▶ _Task A_: In the Thomas Perez interview, who does Perez quote as saying that the best civil right is a good job?
▶ _Task B_: Pick up the Thomas Perez interview after its final sentence and write what comes next.

▶ _Passage for review_:
——————

JUDY WOODRUFF: How does this fit into the debate that I have been hearing out there?
On the one hand, you hear I guess you would call them centrist Democrats saying, well, the party didn’t pay enough attention to the Middle America, working-class Americans, it spent too much time on what they call identity politics.
And then, on the other hand, you have got the more progressive wing of the party saying, no, no, the party forgot about its base, it about minorities, about black voters, about Hispanic voters.
And you’re hearing two different critiques. How does what you’re saying the party is arguing now, how does it fit into that argument?
THOMAS PEREZ: Well, I think it’s a false choice to suggest that you either do one or the other.
And as Dr. King said, the best civil right is a good job. What good is a seat at the counter if you can’t afford to buy a hamburger? And economic opportunity for everyone is what we have been talking about. And what we have to do a better job of as Democrats is talk about that in every zip code.

——————

[Recorded data]
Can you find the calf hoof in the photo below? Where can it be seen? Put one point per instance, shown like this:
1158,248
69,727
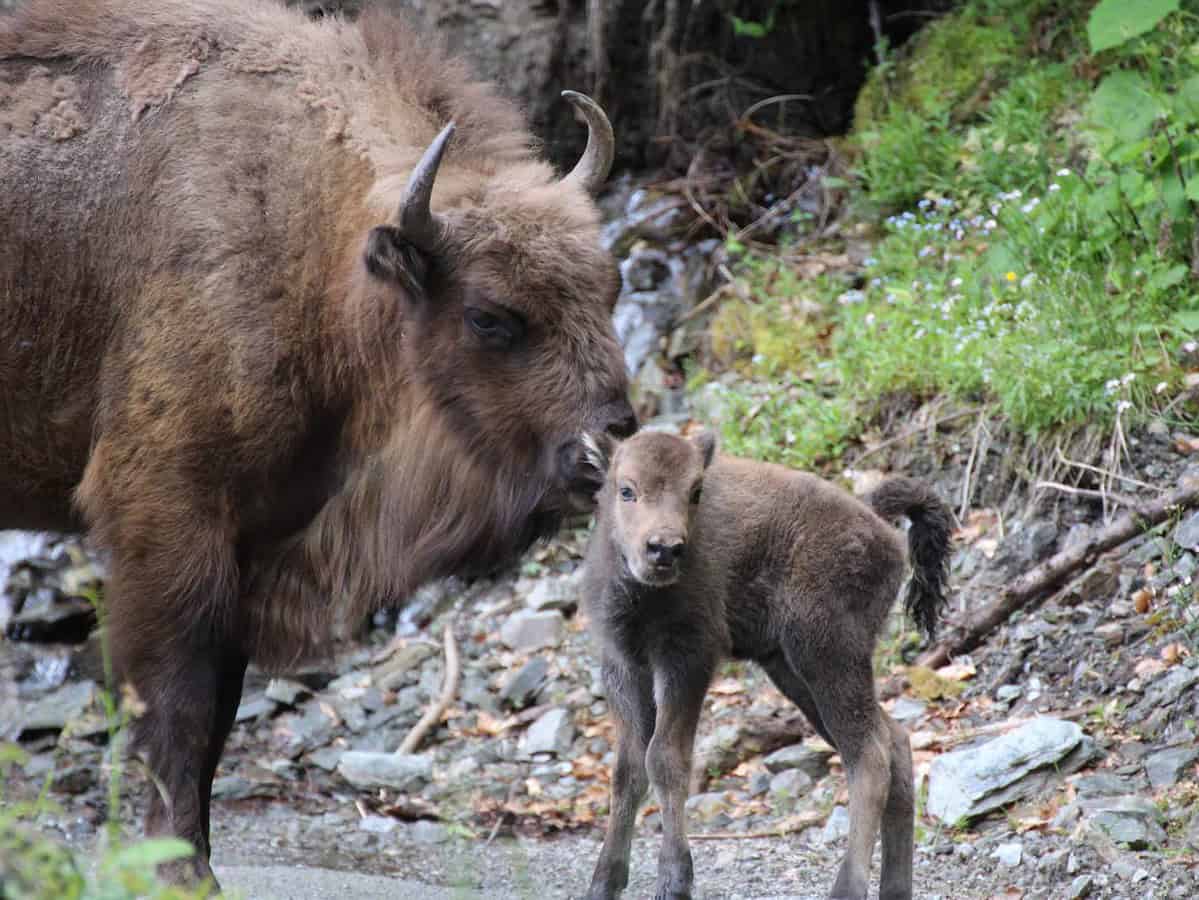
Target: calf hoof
193,874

——————

▶ _Task result A_: Dr. King.

▶ _Task result B_:
A big part of what we’re doing with the Democratic Party is we’re building a 12-month-a-year organizing presence in every zip code. We have to talk to folks in rural America, urban America, suburban America, because the opioid epidemic is touching all of those communities.
And we need to tell them that we are the party that’s trying to make sure that we retain access to health care. We’re the party that’s making sure that you have the skills to compete, not only for today’s jobs, but for the dynamic economy and the jobs that will be coming tomorrow.
That’s what Democrats have been fighting for, and I think that message resonates in every zip code across the country. Everyone wants good public education. Doesn’t matter where you live. And that’s what we’re fighting for.
JUDY WOODRUFF: Former President Obama himself said that he was partly to blame for the fact that the party didn’t so as much as it should have done, could have been doing at the state level, at the local level.
Is the party now going to be working actively to recruit and be more present in local communities, in cities?
THOMAS PEREZ: Absolutely. Absolutely.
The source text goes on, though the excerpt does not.